REQUIREMENT » Quote the data mining passage below word for word, from "1. Anomaly detection" to "of important concepts.".

[[ PASSAGE PROVIDED open ]]

Here is a summary of five of the main methods utilized to uncover patterns when data mining:

Anomaly detection : in a large data set it is possible to get a picture of what the data tends to look like in a typical case. Statistics can be used to determine if something is notably different from this pattern. For instance, the IRS could model typical tax returns and use anomaly detection to identify specific returns that differ from this for review and audit.

Association learning: This is the type of data mining that drives the Amazon recommendation system. For instance, this might reveal that customers who bought a cocktail shaker and a cocktail recipe book also often buy martini glasses. These types of findings are often used for targeting coupons/deals or advertising. Similarly, this form of data mining (albeit a quite complex version) is behind Netflix movie recommendations.

Cluster detection: one type of pattern recognition that is particularly useful is recognizing distinct clusters or sub-categories within the data. Without data mining, an analyst would have to look at the data and decide on a set of categories which they believe captures the relevant distinctions between apparent groups in the data. This would risk missing important categories. With data mining it is possible to let the data itself determine the groups. This is one of the black-box type of algorithms that are hard to understand. But in a simple example – again with purchasing behavior – we can imagine that the purchasing habits of different hobbyists would look quite different from each other: gardeners, fishermen and model airplane enthusiasts would all be quite distinct. Machine learning algorithms can detect all of the different subgroups within a dataset that differ significantly from each other.

Classification: If an existing structure is already known, data mining can be used to classify new cases into these pre-determined categories. Learning from a large set of pre-classified examples, algorithms can detect persistent systemic differences between items in each group and apply these rules to new classification problems. Spam filters are a great example of this – large sets of emails that have been identified as spam have enabled filters to notice differences in word usage between legitimate and spam messages, and classify incoming messages according to these rules with a high degree of accuracy.

Regression: Data mining can be used to construct predictive models based on many variables. Facebook, for example, might be interested in predicting future engagement for a user based on past behavior. Factors like the amount of personal information shared, number of photos tagged, friend requests initiated or accepted, comments, likes etc. could all be included in such a model. Over time, this model could be honed to include or weight things differently as Facebook compares how the predictions differ from observed behavior. Ultimately these findings could be used to guide design in order to encourage more of the behaviors that seem to lead to increased engagement over time.

Several of these seem similar to methods commonly used by sociologists:

1. Anomaly detection seems like looking for outliers. On one hand, outliers can throw off basic measures of central tendency or dispersion. On the other hand, outliers can help prompt researchers to reassess their models and/or theories to account for the unusual cases.

2. Cluster detection and/or classification appear similar to factor analysis. This involves a statistical analysis of a set of variables to see which ones “hang together.” This can be helpful for finding categories and reducing the number of variables in an analysis to a lesser number of important concepts.

3. Regression is used all the time both for modeling and predictions.

This all reminds me of what I heard in graduate school about the difference between data mining and statistical research: data mining amounted to atheoretical analysis. In other words, you might find relationships  between variables (or apparent relationships between variables – could always be a spurious association or there could be suppressor or distorter effects) but you wouldn’t have compelling explanations for these relationships. While you might be able to develop some explanations, this is a different process than hypothesis testing where you set out to look and test for relationships and patterns.

[[ PASSAGE PROVIDED closed ]]
[[ SUPPLIED MATERIAL open ]]

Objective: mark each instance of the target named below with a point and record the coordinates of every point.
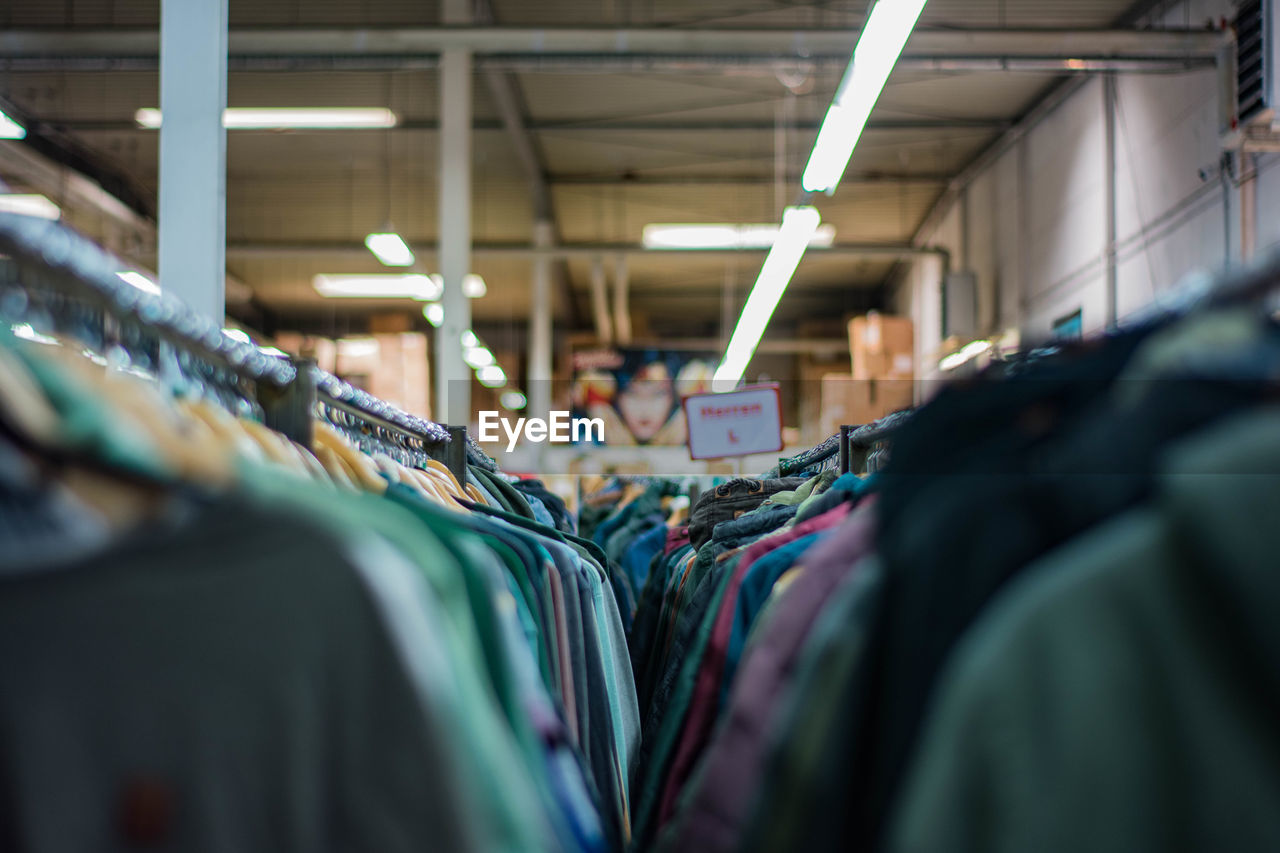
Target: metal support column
(1111, 236)
(540, 327)
(1248, 205)
(193, 154)
(452, 375)
(600, 302)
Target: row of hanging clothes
(1045, 623)
(218, 635)
(629, 516)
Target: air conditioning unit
(1253, 118)
(1255, 62)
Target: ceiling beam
(654, 48)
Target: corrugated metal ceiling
(606, 183)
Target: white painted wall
(1037, 215)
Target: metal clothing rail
(58, 259)
(447, 445)
(858, 441)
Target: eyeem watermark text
(560, 429)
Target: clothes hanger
(364, 470)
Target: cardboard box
(882, 347)
(846, 400)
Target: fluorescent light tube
(965, 355)
(472, 286)
(492, 377)
(723, 236)
(389, 249)
(282, 118)
(798, 228)
(357, 347)
(479, 357)
(30, 205)
(376, 287)
(138, 281)
(878, 49)
(10, 129)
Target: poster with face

[[ SUPPLIED MATERIAL closed ]]

FINAL ANSWER »
1. Anomaly detection seems like looking for outliers. On one hand, outliers can throw off basic measures of central tendency or dispersion. On the other hand, outliers can help prompt researchers to reassess their models and/or theories to account for the unusual cases.

2. Cluster detection and/or classification appear similar to factor analysis. This involves a statistical analysis of a set of variables to see which ones “hang together.” This can be helpful for finding categories and reducing the number of variables in an analysis to a lesser number of important concepts.